__AUFGABEN__.
1) Liste alle Fragesätze auf, die Anne Wiederhold-Daryanavard im Gesprächsauszug über Diversität in Kulturinstitutionen formuliert.
2) Schreibe den Gesprächsauszug über Diversität in Kulturinstitutionen im gleichen Ton weiter, beginnend nach seinem letzten Satz.

__TEXTAUSZUG__.

▬▬▬

Anne Wiederhold-Daryanavard: Wichtig ist auch die Bereitschaft sich stetig weiterzubilden. Wir von der Brunnenpassage haben vor kurzem einen Online-Lehrgang zu rassismuskritischer Veranstaltungsorganisation absolviert. Es wäre nun leicht zu meinen, ja aber gerade die Brunnenpassage wird das doch wohl bis jetzt auch gut gemacht haben, aber bei jeder Fortbildung tauchen neue Aspekte auf. Welchen Titel wähle ich für eine Veranstaltung? Welchen Ort? Wie ist dieser zugänglich? Habe ich Räume der Reflexion?

Ulli Mayer: Ich stimme dem zu, an erster Stelle steht die Selbstreflexion einer Institution. Es geht dabei um die Frage, welche Machtverhältnisse in eine Institution eingeschrieben sind, welche Barrieren und Ausschlussmechanismen innerhalb der Institution vorherrschen. Als Kulturvermittlerin aber auch in meiner Rolle als diversitätsorientierte Organisationsberaterin bin ich daher daran interessiert, Konzepte und Strategien für eine kritische Diversitätspraxis im Kunst- und Kulturbereich zu entwickeln und umzusetzen, die eben diese Verhältnisse ins Wanken bringen. Ein Literaturtipp für die Praxis ist da beispielsweise die vor kurzem herausgekommene Handreichung „Vielfalt intersektional verstehen. Ein Wegweiser für diversitätsorientierte Organisationsentwicklung„.

▬▬▬

__In einem Datensatz aufgeführte Einträge__.
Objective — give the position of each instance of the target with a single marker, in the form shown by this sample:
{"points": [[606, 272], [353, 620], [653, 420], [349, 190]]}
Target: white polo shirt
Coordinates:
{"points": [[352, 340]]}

▬▬▬

__LÖSUNGEN__.
1)
- Welchen Titel wähle ich für eine Veranstaltung?
- Welchen Ort?
- Wie ist dieser zugänglich?
- Habe ich Räume der Reflexion?

2)
Katja Frei: Konfliktscheu darf man nicht sein, schließlich prallen dabei Welten aufeinander. Impulse zur Veränderung nach innen können bspw. durch Kooperationen kommen.

Ulli Mayer, conzeptum (rechts)

Welche konkreten Maßnahmen habt ihr ergriffen?

Katja Frei: Wir haben Workshops mit MitarbeiterInnen und anderen Stakeholdern, bspw. den Mitgliedern, durchgeführt. Aber es braucht auch eine Veränderung beim Publikum, das ebenfalls offen für Neues ist.

Wie kann ich mein Publikum zu mehr Offenheit bewegen?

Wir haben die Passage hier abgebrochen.